Better treatments help in fight against leukemia
Posted October 9, 2014
A visit to North Carolina Cancer Hospital is a once-a-month routine for 6-year-old Mason Brantley, who has leukemia.
“They have to access my port, and then sometimes they've got to give me medicine,” he said.
Mason’s ordeal began during a ski trip with his dad in April 2013, when he developed bad cold-like symptoms along with a high fever. The usual treatments didn't work.
“So, they sent him over to get X-rays to see if he had pneumonia,” his mom, Marsha Brantley, said.
It was pneumonia, and blood tests revealed a low count of infection-fighting white cells.
“They came in and told us it was either a really bad virus that had attacked his system or it was leukemia,” Marsha Brantley said.
Tests at UNC Hospitals confirmed the disease.
“It was a total shocker, you know,” said Brandon Brantley, Mason’s father. “We were totally blown out of the water.”
Fighting the disease in the beginning meant many days in the hospital with chemotherapy, breathing treatments and a large daily regimen of medications.
“Medicine was very hard in the beginning,” Marsha Brantley said. “We're very proud of him. He now takes medicine like it's no big deal.”
The treatments are working. Mason is now in remission and halfway through a three-and-a-half year maintenance phase of treatments.
His parents are optimistic for his future and for others with the disease.
“They have come a long way in the fight against leukemia, and we're so very blessed,” Marsha Brantley said.
The Leukemia and Lymphoma Society is hosting Light the Night walks across the state, including one this Saturday night on the Halifax Mall in Raleigh. All of the money raised goes to pay for treatments that are saving patients' lives.

Stored data:
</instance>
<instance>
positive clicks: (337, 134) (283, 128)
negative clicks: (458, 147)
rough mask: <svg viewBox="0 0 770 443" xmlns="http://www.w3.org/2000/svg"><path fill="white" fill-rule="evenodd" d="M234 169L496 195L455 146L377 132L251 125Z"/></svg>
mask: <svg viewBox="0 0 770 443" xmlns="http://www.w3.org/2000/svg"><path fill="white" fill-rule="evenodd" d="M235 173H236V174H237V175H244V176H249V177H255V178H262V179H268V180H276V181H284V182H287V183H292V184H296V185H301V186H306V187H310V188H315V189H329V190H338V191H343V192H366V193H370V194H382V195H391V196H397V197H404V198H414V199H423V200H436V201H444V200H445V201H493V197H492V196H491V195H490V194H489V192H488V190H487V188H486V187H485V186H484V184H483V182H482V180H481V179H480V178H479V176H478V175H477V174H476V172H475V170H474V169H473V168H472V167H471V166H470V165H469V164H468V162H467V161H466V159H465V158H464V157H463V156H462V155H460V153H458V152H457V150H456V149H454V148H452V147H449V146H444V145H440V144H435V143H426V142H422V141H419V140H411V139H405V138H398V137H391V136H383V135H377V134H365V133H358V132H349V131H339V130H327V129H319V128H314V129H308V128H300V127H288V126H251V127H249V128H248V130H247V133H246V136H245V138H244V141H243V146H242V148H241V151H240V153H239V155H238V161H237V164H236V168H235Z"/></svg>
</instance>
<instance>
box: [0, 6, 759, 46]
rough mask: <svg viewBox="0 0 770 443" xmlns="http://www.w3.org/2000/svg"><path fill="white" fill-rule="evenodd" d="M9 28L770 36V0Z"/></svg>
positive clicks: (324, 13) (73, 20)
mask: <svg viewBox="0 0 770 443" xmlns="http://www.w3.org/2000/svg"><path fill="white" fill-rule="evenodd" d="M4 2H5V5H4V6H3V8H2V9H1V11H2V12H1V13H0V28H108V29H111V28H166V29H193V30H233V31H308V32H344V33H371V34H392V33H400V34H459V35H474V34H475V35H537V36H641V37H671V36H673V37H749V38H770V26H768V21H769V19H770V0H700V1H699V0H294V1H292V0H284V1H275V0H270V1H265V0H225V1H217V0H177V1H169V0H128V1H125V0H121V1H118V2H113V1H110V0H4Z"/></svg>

Activity - According to the leukemia article, how long does Mason's maintenance phase of treatments last?

Response to this task - Three and a half years.